• DOCUMENT PASSAGE:

On-Demand (user-triggered via File_RunSweep IPC)
+-- FileManager.runSweep -- runs two concurrent passes and returns one
                            OrphanReport when both settle:
                            • runFileSweep:       cleans orphan UUID files +
                                                  *.tmp-<uuid> residues
                            • runDbSweep (internal helper — NOT a separate
                              lifecycle service, NOT scheduled):
                              temp-session ref prune + orphan-entry report
                              per §7 Layer 3

Singletons / Primitives (no lifecycle):
+-- services/file/utils/*         -- file-module path/API helpers
+-- @main/utils/file/*            -- shared raw FS helpers
+-- DanglingCache                 -- file_module singleton, populated lazily
+-- DirectoryWatcher              -- consumable class, created via factory

Data Services (not lifecycle, managed by DataApiService):
+-- FileEntryService              -- entry CRUD (pure DB)
+-- FileRefService                -- ref reads/counts + temp-session memory refs

Deferred introduction (after AI SDK is stable):

  • FileUploadService (lifecycle service) + FileUploadRepository

6.2 Startup Timeline

                     BeforeReady
                          |
                      DbService
                          |
                     app.whenReady()
                          |
                          v     WhenReady
                     FileManager.onInit():
                       1. await DanglingCache.initFromDb()
                          (SELECT id, externalPath FROM file_entry
                           WHERE origin='external'
                           — external rows are never trashed by invariant)
                       2. register only temporary legacy File_* compatibility
                          handlers that have not yet moved to IpcApi
                          (version cache constructs at field-init time;
                           §3.6 broadcast wiring is deferred to Phase 2)
                                   │
                          (ready signal emitted immediately)
                          │
                          ▼
                      onAllReady()
                          │
                          ▼ (on-demand, when cleanup UI calls File_RunSweep)
                 FileManager.runSweep — runs concurrently:
                   • FS-level: UUID files not in DB → unlink,
                     *.tmp-<uuid> → unlink
                   • DB-level: temp-session ref prune + orphan-entry report
                 (uuid here is v4 from node:crypto.randomUUID;
                  orphan sweep regex is version-agnostic)

Key: onInit is non-blocking — only the DanglingCache reverse-index init is awaited (a synchronous DB query, fast for typical <10k external-entry counts). No sweep runs at startup; the cleanup UI is the sole trigger for runSweep via the File_RunSweep IPC channel.

[Records of labeled points]

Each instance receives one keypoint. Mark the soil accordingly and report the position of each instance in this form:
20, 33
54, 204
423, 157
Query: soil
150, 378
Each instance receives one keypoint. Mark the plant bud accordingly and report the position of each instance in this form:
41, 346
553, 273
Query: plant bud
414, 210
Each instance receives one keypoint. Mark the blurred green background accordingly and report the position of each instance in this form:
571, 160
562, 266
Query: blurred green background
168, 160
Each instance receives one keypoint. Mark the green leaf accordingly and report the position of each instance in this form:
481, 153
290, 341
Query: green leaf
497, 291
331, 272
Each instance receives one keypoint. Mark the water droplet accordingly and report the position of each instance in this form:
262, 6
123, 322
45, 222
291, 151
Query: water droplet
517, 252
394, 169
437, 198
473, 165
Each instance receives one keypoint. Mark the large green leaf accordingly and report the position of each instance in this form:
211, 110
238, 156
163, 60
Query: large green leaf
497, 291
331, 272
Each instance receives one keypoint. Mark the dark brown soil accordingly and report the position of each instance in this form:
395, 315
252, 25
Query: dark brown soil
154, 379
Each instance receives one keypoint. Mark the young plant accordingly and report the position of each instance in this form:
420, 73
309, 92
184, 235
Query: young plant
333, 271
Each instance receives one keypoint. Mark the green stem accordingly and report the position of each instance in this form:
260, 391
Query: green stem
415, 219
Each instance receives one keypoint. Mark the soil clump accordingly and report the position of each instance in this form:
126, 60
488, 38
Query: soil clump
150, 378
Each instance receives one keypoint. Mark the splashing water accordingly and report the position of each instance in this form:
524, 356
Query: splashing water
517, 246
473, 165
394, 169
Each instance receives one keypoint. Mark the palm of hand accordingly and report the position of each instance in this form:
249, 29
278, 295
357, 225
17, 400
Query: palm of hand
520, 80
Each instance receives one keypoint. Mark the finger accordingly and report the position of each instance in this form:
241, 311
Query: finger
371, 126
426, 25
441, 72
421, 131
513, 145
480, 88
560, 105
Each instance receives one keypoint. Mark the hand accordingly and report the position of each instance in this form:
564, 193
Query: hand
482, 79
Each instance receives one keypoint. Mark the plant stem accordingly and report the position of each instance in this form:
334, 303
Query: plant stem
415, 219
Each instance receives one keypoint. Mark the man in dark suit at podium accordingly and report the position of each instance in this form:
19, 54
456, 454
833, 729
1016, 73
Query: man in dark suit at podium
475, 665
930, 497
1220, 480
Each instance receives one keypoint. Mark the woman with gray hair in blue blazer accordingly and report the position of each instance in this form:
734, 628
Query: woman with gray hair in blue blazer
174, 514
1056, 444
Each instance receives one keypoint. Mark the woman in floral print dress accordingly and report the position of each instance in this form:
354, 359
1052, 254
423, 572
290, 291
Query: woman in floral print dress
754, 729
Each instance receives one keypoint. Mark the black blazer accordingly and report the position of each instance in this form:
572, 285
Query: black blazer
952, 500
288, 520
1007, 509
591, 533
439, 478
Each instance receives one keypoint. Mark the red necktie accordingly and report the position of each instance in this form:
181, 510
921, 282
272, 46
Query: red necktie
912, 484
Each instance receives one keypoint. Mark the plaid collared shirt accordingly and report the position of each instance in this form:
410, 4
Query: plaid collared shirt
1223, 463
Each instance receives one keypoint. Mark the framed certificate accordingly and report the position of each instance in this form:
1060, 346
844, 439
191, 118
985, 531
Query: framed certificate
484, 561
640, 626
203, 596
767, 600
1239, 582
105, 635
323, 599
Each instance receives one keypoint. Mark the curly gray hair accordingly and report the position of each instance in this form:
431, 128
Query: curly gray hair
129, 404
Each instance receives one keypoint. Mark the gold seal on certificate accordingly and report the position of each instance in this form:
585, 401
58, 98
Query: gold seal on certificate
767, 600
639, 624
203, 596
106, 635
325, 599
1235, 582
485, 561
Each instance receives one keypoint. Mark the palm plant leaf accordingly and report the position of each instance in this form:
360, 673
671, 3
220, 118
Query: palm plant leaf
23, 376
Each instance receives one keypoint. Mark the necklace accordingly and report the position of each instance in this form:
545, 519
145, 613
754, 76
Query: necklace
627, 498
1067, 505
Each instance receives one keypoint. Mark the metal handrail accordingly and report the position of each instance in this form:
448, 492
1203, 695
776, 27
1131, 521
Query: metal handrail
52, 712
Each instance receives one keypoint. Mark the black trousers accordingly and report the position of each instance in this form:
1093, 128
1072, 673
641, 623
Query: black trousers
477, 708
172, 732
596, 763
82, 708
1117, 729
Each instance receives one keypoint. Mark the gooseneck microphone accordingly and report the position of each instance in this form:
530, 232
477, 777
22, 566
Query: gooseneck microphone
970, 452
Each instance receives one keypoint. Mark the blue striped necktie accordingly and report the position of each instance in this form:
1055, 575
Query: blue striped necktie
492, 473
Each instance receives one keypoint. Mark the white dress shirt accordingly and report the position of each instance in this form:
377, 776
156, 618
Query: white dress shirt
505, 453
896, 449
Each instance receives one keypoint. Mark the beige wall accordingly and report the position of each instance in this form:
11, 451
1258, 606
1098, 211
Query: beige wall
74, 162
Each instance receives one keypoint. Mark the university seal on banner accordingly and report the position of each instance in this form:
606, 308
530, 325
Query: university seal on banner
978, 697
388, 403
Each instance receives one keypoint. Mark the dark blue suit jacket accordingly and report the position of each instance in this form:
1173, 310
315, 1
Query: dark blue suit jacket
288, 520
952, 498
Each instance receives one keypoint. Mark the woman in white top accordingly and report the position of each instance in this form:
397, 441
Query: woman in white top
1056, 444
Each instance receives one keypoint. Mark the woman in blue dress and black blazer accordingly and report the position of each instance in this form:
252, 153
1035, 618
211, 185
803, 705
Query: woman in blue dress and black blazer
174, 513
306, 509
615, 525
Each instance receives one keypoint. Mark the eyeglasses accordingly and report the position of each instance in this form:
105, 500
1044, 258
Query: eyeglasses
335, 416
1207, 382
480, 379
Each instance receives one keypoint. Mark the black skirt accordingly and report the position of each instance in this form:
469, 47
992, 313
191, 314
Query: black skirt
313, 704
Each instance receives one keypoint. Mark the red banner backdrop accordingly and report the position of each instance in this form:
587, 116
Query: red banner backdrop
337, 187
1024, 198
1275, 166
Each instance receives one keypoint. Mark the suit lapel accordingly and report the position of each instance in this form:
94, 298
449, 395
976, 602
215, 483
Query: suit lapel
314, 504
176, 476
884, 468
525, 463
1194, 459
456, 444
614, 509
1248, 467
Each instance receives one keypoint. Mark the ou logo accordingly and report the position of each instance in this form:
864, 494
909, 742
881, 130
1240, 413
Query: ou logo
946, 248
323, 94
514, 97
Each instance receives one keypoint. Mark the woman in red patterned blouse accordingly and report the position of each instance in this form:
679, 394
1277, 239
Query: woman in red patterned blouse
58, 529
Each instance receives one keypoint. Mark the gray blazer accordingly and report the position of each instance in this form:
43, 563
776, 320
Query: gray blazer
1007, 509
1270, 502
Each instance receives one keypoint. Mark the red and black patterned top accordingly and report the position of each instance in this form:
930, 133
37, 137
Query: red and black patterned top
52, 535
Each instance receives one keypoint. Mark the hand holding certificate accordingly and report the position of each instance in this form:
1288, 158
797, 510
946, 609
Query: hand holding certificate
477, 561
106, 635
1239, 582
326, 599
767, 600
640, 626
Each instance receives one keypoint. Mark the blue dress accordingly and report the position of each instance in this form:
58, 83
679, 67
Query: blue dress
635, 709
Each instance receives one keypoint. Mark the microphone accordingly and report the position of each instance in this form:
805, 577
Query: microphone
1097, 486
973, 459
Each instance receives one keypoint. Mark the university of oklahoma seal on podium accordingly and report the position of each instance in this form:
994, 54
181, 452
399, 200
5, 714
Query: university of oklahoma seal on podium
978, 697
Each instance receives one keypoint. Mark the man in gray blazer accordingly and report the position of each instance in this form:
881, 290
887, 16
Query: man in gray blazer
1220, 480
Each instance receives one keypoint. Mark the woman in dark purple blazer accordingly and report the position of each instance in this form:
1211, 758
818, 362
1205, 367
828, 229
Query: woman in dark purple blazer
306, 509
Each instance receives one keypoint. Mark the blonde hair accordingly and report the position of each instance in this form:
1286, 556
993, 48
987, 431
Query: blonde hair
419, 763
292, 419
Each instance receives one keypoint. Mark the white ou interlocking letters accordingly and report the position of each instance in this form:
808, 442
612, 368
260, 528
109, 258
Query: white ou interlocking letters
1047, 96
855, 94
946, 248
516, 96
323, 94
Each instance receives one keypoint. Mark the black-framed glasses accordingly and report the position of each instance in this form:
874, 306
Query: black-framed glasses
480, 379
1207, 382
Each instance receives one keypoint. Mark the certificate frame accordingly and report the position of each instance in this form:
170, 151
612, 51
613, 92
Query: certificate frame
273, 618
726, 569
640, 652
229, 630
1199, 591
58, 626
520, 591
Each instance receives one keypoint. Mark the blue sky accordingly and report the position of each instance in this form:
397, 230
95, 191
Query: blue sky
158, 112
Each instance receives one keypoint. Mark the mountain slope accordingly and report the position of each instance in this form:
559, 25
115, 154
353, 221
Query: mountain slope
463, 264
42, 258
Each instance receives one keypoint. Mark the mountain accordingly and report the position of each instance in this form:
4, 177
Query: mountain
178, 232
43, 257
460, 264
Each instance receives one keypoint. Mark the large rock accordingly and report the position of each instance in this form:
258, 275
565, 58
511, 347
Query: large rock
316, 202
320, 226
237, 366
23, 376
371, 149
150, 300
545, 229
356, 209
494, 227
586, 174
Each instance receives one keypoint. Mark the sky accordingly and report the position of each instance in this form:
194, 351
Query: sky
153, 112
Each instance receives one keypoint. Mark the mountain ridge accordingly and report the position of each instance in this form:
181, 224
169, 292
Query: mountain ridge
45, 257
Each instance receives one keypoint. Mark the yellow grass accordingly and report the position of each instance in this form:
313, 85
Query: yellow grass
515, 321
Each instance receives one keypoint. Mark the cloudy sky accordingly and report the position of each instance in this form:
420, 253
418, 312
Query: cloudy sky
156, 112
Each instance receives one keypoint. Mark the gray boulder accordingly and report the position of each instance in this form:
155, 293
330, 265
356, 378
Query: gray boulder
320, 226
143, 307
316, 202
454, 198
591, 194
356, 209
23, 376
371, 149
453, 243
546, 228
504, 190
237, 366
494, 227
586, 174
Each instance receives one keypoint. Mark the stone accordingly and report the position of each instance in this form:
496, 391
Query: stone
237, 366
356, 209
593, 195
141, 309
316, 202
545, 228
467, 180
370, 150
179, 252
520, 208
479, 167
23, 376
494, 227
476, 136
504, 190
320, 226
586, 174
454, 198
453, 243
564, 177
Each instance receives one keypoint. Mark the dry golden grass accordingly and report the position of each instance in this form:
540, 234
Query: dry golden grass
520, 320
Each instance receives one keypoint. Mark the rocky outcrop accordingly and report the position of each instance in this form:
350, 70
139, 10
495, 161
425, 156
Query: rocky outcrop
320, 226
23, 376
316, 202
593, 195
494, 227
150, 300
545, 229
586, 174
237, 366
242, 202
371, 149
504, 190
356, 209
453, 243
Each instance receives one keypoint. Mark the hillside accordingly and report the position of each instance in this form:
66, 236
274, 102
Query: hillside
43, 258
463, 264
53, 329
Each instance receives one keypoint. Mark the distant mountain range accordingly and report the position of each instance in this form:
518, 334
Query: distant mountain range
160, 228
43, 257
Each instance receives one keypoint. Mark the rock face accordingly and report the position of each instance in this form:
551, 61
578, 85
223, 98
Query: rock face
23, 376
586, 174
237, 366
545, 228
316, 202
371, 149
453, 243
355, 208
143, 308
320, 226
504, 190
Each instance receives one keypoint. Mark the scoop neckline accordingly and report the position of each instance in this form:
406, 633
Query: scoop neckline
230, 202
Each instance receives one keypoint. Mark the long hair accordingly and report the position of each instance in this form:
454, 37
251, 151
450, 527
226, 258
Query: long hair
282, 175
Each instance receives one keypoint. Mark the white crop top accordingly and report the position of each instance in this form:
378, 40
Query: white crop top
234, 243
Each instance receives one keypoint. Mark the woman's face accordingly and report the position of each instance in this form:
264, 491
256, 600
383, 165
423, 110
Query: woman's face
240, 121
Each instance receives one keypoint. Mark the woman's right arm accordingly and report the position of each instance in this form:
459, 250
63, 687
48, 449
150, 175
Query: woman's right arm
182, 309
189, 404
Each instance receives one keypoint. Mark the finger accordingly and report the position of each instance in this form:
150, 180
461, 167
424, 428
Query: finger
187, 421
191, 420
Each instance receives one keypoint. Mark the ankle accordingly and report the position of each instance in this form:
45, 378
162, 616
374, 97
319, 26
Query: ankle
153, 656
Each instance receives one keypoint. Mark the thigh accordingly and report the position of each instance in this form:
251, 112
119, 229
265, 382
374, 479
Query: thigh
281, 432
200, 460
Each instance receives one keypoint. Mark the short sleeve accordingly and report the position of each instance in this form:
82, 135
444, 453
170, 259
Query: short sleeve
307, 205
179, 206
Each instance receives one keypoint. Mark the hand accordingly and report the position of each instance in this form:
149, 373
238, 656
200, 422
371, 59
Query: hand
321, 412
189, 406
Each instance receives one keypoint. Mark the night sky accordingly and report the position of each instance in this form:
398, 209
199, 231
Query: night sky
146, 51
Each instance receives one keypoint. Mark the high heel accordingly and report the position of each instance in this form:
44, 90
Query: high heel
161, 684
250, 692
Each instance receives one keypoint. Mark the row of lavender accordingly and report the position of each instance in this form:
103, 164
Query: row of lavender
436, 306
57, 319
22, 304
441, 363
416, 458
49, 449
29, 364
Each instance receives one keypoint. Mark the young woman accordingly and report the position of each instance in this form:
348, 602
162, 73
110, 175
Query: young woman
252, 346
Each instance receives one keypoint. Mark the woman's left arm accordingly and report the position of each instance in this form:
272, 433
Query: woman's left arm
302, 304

• CHALLENGE A:
Revise the file-module design notes from "6.2 Startup Timeline" up to and including "app.whenReady()", changing "DbService" to "DatabaseService".
• CHALLENGE B:
In the file-module design notes, condense the paragraph beginning "Key: onInit is non-blocking" into a short list that keeps its main facts.

• CORRECT ANSWER A:
6.2 Startup Timeline

                     BeforeReady
                          |
                      DatabaseService
                          |
                     app.whenReady()

• CORRECT ANSWER B:
- onInit does not block. It awaits only the DanglingCache reverse-index init.
- That init is a synchronous DB query. It is fast for typical counts under 10k external entries.
- No sweep runs at startup.
- Only the cleanup UI triggers runSweep, through the File_RunSweep IPC channel.